# DOCUMENT PASSAGE
********

A simple example for a main program is {\tt PROJET.MCEX.F}.

\begin{sloppypar}
\noindent
In order to use the {\p PDFLIB} \cite{Plo93}
library of parton density functions,
{\tt PROJET.PDFDUMMY.F} has to be omitted when linking \PROJP.
Parameter \#2059 is the flag that determines the choice of the
parton density library.
\end{sloppypar}

\noindent
The files are available on the DESY IBM mainframe
({\p I02GAU.PROJETxx.yyy})
or by electronic mail on request.
In the near future, {\p PROJET} will be available via {\p FreeHEP}
on the World Wide Web as well.

\section{Summary and Conclusions}
\label{SaC}

\PROJS is a parton level Monte Carlo program for the calculation of jet cross
sections in deeply inelastic electron proton scattering. In the present
version,
the matrix elements for (1+1), (2+1) and (3+1)

********

# DATA SEGMENT
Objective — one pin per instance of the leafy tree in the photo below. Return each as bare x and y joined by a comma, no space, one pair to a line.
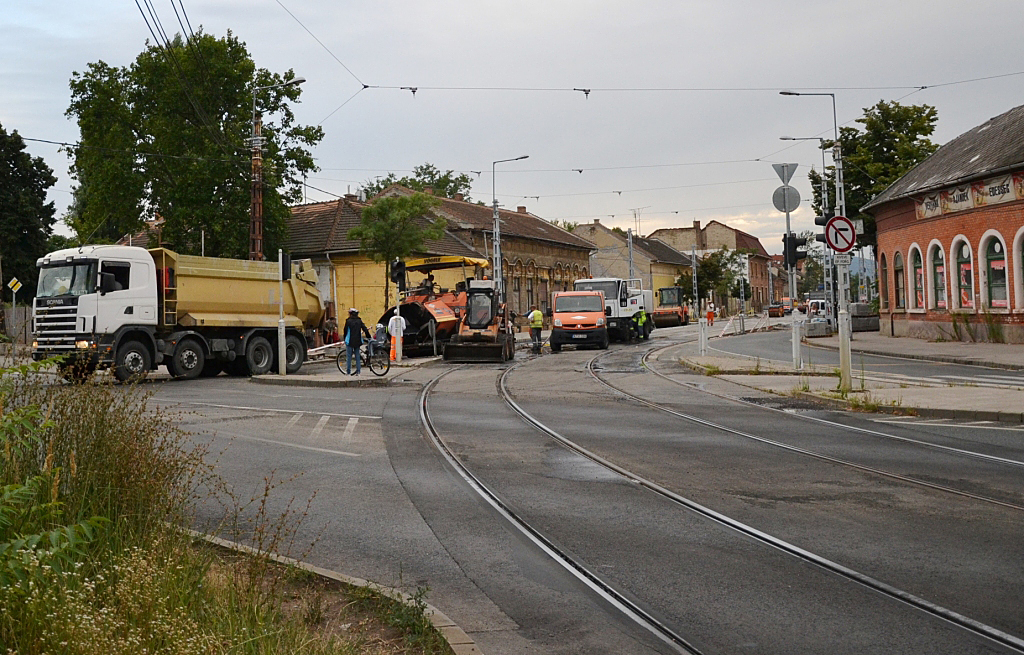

********

# REQUIRED TASKS
1. In the PROJET passage, which parameter is the flag that selects the parton density library?
2. Translate this sentence from the PROJET passage into German: "Parameter #2059 is the flag that determines the choice of the parton density library."
3. Continue the PROJET passage from the point where it stops.
The data is not used here.

# ANSWERS
1. Parameter #2059.

2. Parameter #2059 ist das Flag, das die Wahl der Bibliothek für Partondichten festlegt.

3.
jet Born terms and
(1+1) and (2+1) jet NLO terms for
all polarisations of the exchanged virtual photon
are implemented. An event record for every event is accessible by the user.
This permits
the calculation of event variables as well as the implementation
of phase space cuts on the outgoing jets and the outgoing electron.

\noindent
Please send questions, comments and suggestions to graudenz~@~cernvm.cern.ch.
If you want to receive updated versions of this manual,
please send me your electronic mail
address.
I would like to
encourage users to report problems with the program
including a description of the problem, the parameter file
and some remarks on the environment of the program (machine, operating system,
{\p FORTRAN} compiler)
to me.

\noindent
Up to now, \PROJS has been tested on several workstations (including
HP, DEC and SUN workstations) and on a VAX cluster.
It has not been checked whether there are
any incompatibilities with {\p FORTRAN} on IBM mainframes.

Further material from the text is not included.